Document text:
---
Before the foundation of the Holy Cross Church the area of Neuenwalde formed part of the Debstedt parish. The priest of Debstadt objected the reduction of his revenues, which is why Neuenwalde's provost provided a one-off payment of Lübeck marks (M.lb.) 30 to that parish. Neuenwalde, like Debstedt, then (and until 1648) formed part of the Archdeaconry of Hadeln and Wursten, in personal union presided over by the dean of the Bremen Cathedral. Historically the Neuenwalde parish further included Wanhöden, presently part of the Good Shepherd congregation in Nordholz, and Kransburg, now belonging to the St. Pancras congregation in Midlum.

The Holy Cross Church was under the patronage right of the Neuenwalde Convent. The parish had to deliver a third of its revenues to the convent. The pilgrimage Chapel of Holy Cross and St. Willhadus on the Mount (i.e. hill) in Altenwalde also belonged to the convent. The transfer from Altenwalde to Neuenwalde in 1334 was combined with the incorporation of that chapel into the Holy Cross Church. In 1445 the Vicary of Saint Mary, in 1496 the Vicary of Saint Michael in the parish church of Ss. Cosmas and Damian in Altenwalde were incorporated into the Holy Cross Church. In the course of the Reformation, these incorporations were lost.

In 1648 the patronage to the Church was transferred from the convent to Bremen-Verden's monarch. The other estates and revenues of the convent were enfeoffed to the veteran and former Swedish Paymaster General Melchior Degingk (aka Degens; 1616–1683; later ennobled von Schlangenfel[d]t) as a fief heritable in the male line (Mannlehen).

==Theesberg Cemetery==
Neuenwalde's new cemetery was opened in 1974 on the Theesberg hill. In 1983 the world war memorial, in 1922 donated by ex-Neuenwalders in the USA, was relocated from the fire station to the Theesberg cemetery.

==Pastors==
The advowson at the Holy Cross Church was first with the convent's provost and later with its prioress. In 1683 the Bremian Knighthood claimed the advowson, including it in the monastic statute (Klosterordnung) royally confirmed in the same year, erroneously assuming the advowson had been with Degingk before. Thus the Knighthood elected Pastor Valentin Bothe in 1687. Bremen-Verden's general government protested this and by a declaratory action enforced its advowson.
---
Required work: Please reproduce the Neuenwalde church history word for word, starting at "Before the foundation" and ending at "congregation in Midlum.". Rely solely on the Neuenwalde church history for your answers.

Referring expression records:
---
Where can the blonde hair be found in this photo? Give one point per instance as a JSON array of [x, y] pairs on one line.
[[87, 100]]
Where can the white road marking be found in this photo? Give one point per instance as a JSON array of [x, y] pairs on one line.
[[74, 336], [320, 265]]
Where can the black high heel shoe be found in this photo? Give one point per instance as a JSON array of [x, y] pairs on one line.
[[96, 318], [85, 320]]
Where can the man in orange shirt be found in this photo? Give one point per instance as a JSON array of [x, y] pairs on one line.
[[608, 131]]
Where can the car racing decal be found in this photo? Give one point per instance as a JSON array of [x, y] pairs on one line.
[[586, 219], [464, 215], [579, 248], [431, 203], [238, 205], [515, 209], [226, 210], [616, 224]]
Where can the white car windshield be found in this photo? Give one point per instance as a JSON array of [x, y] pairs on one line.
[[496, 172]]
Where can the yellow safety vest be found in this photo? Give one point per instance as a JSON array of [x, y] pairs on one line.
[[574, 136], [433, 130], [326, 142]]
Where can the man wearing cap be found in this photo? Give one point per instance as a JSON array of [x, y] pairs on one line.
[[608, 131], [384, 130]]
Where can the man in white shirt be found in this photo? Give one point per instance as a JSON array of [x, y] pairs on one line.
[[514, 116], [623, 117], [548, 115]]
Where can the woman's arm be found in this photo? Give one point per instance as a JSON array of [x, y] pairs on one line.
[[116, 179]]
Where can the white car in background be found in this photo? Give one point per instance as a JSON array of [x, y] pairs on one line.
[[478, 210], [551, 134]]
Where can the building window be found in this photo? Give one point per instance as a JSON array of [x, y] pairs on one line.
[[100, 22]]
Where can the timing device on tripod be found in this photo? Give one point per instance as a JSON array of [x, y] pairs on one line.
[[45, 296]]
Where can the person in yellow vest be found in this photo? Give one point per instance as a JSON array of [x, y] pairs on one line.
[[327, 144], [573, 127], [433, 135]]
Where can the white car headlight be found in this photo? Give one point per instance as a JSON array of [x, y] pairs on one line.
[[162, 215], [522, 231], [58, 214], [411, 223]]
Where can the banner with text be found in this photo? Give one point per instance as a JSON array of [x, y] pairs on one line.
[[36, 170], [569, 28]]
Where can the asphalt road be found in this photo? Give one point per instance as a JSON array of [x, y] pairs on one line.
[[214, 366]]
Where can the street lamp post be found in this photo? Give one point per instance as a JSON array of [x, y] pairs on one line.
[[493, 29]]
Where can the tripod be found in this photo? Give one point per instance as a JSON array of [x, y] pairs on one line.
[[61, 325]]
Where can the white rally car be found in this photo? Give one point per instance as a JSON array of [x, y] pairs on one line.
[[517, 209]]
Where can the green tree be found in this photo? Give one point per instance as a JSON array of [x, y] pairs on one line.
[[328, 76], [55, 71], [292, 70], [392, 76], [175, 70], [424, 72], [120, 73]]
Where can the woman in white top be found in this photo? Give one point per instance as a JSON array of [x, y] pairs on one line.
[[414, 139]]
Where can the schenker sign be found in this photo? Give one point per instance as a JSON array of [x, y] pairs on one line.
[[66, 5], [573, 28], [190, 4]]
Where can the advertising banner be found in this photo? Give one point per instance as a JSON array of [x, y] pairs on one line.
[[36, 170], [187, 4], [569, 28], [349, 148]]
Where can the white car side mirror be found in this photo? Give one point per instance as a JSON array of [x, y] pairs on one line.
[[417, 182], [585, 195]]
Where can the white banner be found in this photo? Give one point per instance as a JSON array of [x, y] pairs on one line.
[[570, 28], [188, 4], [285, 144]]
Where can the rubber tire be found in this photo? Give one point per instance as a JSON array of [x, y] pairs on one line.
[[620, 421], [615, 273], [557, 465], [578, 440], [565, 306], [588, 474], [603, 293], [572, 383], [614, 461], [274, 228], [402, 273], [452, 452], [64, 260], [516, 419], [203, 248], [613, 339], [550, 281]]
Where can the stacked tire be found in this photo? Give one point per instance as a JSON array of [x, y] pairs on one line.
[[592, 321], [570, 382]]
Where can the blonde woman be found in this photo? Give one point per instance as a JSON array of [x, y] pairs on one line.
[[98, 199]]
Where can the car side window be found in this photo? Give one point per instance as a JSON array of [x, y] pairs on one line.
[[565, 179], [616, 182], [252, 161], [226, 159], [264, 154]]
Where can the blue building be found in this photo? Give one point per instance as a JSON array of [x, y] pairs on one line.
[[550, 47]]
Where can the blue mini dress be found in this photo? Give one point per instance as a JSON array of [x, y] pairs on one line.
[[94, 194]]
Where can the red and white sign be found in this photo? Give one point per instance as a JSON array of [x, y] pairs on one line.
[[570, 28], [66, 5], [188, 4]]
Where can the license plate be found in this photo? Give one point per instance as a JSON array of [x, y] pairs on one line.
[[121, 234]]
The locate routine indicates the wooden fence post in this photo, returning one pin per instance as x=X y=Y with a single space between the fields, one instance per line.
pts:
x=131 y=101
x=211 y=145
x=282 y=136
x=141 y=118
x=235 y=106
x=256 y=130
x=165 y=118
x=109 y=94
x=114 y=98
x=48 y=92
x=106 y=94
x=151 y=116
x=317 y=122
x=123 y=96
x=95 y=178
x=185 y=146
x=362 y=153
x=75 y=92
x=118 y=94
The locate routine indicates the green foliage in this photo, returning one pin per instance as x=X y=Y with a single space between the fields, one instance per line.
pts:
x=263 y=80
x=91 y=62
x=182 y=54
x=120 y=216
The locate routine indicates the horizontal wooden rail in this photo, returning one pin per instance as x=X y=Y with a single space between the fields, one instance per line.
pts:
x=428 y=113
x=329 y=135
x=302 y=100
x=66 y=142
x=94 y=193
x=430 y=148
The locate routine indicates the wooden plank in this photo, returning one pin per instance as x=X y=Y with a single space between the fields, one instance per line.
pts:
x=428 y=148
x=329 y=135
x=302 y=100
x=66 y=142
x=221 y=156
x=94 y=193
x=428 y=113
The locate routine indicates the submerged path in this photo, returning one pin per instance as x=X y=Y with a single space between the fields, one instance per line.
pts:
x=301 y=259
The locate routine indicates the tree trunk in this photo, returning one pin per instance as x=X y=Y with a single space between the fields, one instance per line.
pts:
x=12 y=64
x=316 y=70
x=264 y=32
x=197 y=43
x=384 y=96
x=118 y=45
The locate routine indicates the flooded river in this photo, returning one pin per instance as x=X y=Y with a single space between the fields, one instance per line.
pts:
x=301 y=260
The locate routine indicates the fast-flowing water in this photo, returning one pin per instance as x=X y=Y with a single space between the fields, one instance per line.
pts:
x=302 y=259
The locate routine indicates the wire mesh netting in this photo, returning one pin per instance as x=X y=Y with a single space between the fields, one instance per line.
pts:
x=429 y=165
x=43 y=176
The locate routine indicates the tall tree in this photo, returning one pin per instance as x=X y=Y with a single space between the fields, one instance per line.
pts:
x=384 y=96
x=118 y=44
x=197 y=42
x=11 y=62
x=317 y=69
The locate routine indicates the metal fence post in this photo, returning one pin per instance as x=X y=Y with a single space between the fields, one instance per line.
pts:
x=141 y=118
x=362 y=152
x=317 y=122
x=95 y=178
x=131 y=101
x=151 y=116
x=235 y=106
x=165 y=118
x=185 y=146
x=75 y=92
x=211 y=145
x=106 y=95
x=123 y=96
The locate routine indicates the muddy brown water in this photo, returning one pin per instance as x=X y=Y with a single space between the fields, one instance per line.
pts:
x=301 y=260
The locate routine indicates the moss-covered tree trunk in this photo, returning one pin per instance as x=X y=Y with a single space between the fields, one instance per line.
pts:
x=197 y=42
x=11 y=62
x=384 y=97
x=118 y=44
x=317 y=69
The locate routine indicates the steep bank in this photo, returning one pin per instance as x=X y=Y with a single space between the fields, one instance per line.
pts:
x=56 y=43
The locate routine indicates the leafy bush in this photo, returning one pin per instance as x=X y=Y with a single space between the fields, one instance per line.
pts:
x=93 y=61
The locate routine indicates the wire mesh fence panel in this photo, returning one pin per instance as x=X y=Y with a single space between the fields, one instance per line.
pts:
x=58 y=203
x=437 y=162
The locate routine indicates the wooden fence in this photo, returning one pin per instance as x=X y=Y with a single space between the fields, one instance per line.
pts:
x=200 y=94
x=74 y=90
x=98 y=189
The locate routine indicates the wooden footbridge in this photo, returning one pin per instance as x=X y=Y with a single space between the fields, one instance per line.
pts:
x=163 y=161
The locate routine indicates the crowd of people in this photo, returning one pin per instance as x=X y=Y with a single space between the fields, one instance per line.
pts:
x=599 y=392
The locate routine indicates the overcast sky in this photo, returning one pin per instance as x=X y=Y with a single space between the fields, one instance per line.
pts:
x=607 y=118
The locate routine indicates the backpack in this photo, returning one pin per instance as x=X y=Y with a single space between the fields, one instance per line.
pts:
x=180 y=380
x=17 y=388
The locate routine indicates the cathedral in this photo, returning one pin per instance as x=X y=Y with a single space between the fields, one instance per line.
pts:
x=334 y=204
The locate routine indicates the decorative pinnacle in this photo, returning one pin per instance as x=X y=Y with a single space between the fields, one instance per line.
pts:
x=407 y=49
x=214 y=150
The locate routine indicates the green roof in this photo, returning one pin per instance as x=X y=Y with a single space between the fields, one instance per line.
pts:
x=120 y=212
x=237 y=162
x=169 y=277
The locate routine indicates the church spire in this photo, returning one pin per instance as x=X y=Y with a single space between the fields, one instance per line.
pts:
---
Solution:
Before the foundation of the Holy Cross Church the area of Neuenwalde formed part of the Debstedt parish. The priest of Debstadt objected the reduction of his revenues, which is why Neuenwalde's provost provided a one-off payment of Lübeck marks (M.lb.) 30 to that parish. Neuenwalde, like Debstedt, then (and until 1648) formed part of the Archdeaconry of Hadeln and Wursten, in personal union presided over by the dean of the Bremen Cathedral. Historically the Neuenwalde parish further included Wanhöden, presently part of the Good Shepherd congregation in Nordholz, and Kransburg, now belonging to the St. Pancras congregation in Midlum.